Automobiles are basic parts of our daily lives, especially for US citizens. But there’s still a lot many of us probably don’t know about them. Below, we list some facts about cars we bet you didn’t know, from the new car smell to airbags!
Modern Cars Are Smarter Than Airliners
As anyone who has gotten behind the wheel of a new car in the past couple of years knows, vehicle technology has grown substantially. Modern cars can feel like driving computers, and in some aspects, they are!
Today’s average car has over 100 million lines of code in its internal computer, translating to about 100 miles of code if you look at it from top to bottom! For comparison, a Boeing 787 Dreamliner has only about 14 million lines of code in its internal computer.
That New-Car Smell Is Toxic
We all know that distinct car smell, but do you know that you’re smelling volatile toxins? During manufacturing, carmakers must use chemicals and materials that give off volatile compound vapors, especially for interior components like carpets, pedals, and door linings.
Don’t worry—auto manufacturers use gas chromatography for quality control to ensure that every vehicle that comes off the manufacturing line is safe to drive. But those volatile compounds still leave a lingering smell, which gives new cars that unmistakable scent!
Airbags Are as Fast as a Mach 6 Jet
We all know the purpose of an airbag: to protect drivers and passengers in a head-on collision. Collisions can occur at a moment’s notice, so airbags must deploy even faster to be useful, but do you know how fast they spring into action?

## CHECK YOUR UNDERSTANDING
a – Extract word for word from the car facts article the passage that begins at the words "Today’s average car" and stops after "and door linings.".
b – Decide whether each statement agrees with the car facts article, answering yes or no and quoting the deciding words from it: (i) A Boeing 787 Dreamliner's internal computer holds more lines of code than today's average car. (ii) Auto manufacturers use gas chromatography for quality control. (iii) The purpose of an airbag is to protect drivers and passengers in a head-on collision.
c – Carry on the car facts article from its last sentence.

## ENTRIES SHOWN

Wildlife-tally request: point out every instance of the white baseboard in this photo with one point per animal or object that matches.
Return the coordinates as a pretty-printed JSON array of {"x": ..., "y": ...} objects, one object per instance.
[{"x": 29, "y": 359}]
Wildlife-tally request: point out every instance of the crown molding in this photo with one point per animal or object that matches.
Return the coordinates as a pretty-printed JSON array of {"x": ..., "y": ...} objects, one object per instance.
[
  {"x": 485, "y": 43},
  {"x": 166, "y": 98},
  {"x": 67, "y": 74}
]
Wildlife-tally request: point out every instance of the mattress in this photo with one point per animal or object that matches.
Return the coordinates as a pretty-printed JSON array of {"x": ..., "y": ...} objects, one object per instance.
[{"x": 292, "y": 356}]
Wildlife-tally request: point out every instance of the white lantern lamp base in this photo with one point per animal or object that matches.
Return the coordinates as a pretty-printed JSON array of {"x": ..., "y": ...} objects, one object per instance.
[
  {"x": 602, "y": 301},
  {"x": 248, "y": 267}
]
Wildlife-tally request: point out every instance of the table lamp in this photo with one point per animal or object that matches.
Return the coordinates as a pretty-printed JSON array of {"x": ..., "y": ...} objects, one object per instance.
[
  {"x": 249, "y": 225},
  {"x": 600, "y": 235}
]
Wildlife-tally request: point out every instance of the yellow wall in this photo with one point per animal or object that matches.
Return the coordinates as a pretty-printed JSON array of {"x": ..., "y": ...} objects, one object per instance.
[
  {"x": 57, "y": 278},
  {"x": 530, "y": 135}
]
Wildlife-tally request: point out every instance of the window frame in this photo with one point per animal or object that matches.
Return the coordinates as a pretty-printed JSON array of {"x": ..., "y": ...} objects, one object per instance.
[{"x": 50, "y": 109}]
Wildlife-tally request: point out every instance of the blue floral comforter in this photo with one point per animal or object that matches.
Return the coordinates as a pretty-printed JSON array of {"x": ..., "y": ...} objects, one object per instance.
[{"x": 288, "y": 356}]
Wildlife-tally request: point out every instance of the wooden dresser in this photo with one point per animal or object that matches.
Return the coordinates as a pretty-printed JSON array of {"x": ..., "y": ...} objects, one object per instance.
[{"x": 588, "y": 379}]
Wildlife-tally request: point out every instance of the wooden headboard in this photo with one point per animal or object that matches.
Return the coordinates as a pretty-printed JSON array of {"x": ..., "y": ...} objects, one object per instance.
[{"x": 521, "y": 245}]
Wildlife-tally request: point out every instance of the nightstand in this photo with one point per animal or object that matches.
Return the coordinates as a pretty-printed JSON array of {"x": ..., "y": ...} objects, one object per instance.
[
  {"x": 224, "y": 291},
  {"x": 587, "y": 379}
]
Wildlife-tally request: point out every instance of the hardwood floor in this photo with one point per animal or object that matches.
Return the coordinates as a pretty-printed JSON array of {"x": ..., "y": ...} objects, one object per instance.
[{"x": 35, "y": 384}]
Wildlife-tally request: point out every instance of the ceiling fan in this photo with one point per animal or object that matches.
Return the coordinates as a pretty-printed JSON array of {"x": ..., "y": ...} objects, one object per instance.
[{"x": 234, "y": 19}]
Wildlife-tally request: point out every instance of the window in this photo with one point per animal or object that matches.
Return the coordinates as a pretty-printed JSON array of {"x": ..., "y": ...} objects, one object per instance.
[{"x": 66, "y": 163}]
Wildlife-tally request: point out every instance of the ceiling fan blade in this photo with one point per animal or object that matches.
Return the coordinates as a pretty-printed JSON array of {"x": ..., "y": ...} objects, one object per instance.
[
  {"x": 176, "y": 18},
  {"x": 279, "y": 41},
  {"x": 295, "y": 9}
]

## ANSWERS FOR THIS EXERCISE
a –
Today’s average car has over 100 million lines of code in its internal computer, translating to about 100 miles of code if you look at it from top to bottom! For comparison, a Boeing 787 Dreamliner has only about 14 million lines of code in its internal computer.
That New-Car Smell Is Toxic
We all know that distinct car smell, but do you know that you’re smelling volatile toxins? During manufacturing, carmakers must use chemicals and materials that give off volatile compound vapors, especially for interior components like carpets, pedals, and door linings.

b –
(i) No: "Today’s average car has over 100 million lines of code in its internal computer" and "a Boeing 787 Dreamliner has only about 14 million lines of code in its internal computer."
(ii) Yes: "auto manufacturers use gas chromatography for quality control"
(iii) Yes: "We all know the purpose of an airbag: to protect drivers and passengers in a head-on collision."

c –
Thanks to its sensors, a car’s airbag can deploy within 40 milliseconds of a collision at 4,500 mph! That’s faster than a Mach 6 jet or a jet traveling at six times the speed of sound.
The Term “Car” Is Latin
We all understand where the term automobile comes from, but one fact about cars we bet you don’t know is where the term car came from! Etymologists note the English word car is derived from the Latin word carrum or carrus.
Carrum in Latin means a wheeled vehicle, and carrus refers to a wagon, so the connection is easy to see. Scholars believe Old English began using the Latin word around the 14th century, way before they had cars to talk about!
Car Horns Have Changed Tunes
Anyone who has heard an old-fashioned car horn knows that modern vehicles have a slightly different sound, but do you know what musical key car horns are in? Until about the ’60s, most American car horns were in the key of E flat or C.
But as time passed, auto manufacturers sharpened their tune a bit. Today, most US-made car horns are in F sharp and a few in A sharp.
We hope you’ve enjoyed our fun fact list! Now you know a few bits of trivia to impress your friends and family on your next road trip.